§ **Excerpt to read**

————————

All kids love macaroni and cheese.  My son never cared for the powdered cheese variety so I started buying him the creamy kind, which I liked better, too.  I am a cost-conscience mother though, so after a few boxes at $2.86 each, I decided we needed another option.  I did the math and realized I could buy a pound of Velveeta and some generic macaroni and make an individual portion of macaroni and cheese for about 25 cents!  Much better and he liked it, too (he is a bit picky).


 


I was not raised on Velveeta, I knew full well that it was processed junk food, but I just ignored my better judgment.  We did this for a few years and then one day a friend mentioned how Velveeta has a shelf life of many, many years, unopened.  It can not possibly be even remotely like real cheese if it can last that long at room temperature.  Velveeta is basically like plastic!  I knew this, but it was really helpful hearing it again.  Sometimes we have to hear things a few times and from a few different sources for it to sink in.


 


I decided then, no more Velveeta.  So I found a wonderful recipe for macaroni and cheese with REAL cheese and it tastes fabulous!  It did take my son a few times of trying it to forget about the Velveeta.  J  Not only has he forgotten about the Velveeta, he LOVES this recipe!  Sometimes when we switch our family off of a packaged food item we just need to not have that food item for a while, so they can forget about it.  Then introduce another version and if they still do not go for it, wait a while longer.


 


This recipe is practically as easy as a boxed variety.  It makes about 6 servings as a main dish; it will be more as a side dish.  We enjoy ours with a side of broccoli with plenty of butter on it.  If you have extra time, you can add an extra special touch - toss some fresh bread crumbs with melted butter and toast in the oven till golden brown, 375°F for approximately 15 minutes.  Use these as a yummy, crunchy topping.  Mmm, so good! 


 


Bring 2 quarts of salted water to boil in a medium saucepan.


 


Add 3 cups macaroni or other small shaped pasta (14 oz.), cook until al dente; drain.  Pasta is a compromise food regardless of whether it is whole grain or not.  Do not be fooled by the new higher fiber varieties that promise Omega-3 and such.  They are still packaged food.  Pick pasta you enjoy and just do not eat it every night.  J  If you have issues with wheat you can find pasta made out of other grains at the health food store.


 


After you have drained the pasta, return it to the pan and add 2 tablespoons of butter.  Turn the heat back on to medium and stir until the butter is melted.  Add 1 cup half and half or whole milk and salt (I use abut ½ teaspoon) to the pan and keep stirring.  (You can add an optional few dashes of mustard powder here.  I know it seems strange, but it is really good, even the kids like it, it adds a bit of depth.)  Add 8 ounces grated cheese (we like White Sharp Cheddar), 1 tablespoon flour (omit if you do not eat wheat), and stir until melted and creamy.  Add an additional ½ cup of half and half or whole milk and keep stirring till heated through.  Serve immediately.

————————

§ **What to do**
Can you reproduce, word for word, the part of the macaroni and cheese piece that begins with "All kids love" and ends with "a bit picky)."?

————————

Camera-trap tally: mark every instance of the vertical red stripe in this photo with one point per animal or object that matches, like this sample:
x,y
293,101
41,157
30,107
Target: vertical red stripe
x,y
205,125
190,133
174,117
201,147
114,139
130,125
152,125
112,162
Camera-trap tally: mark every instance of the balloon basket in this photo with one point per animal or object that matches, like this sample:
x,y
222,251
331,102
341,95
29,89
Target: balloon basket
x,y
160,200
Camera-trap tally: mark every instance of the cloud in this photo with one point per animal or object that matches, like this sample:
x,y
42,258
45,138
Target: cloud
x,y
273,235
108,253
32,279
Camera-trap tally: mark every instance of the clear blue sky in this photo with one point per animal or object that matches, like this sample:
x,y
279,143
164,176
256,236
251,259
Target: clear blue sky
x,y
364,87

————————

§ **Solution**
All kids love macaroni and cheese.  My son never cared for the powdered cheese variety so I started buying him the creamy kind, which I liked better, too.  I am a cost-conscience mother though, so after a few boxes at $2.86 each, I decided we needed another option.  I did the math and realized I could buy a pound of Velveeta and some generic macaroni and make an individual portion of macaroni and cheese for about 25 cents!  Much better and he liked it, too (he is a bit picky).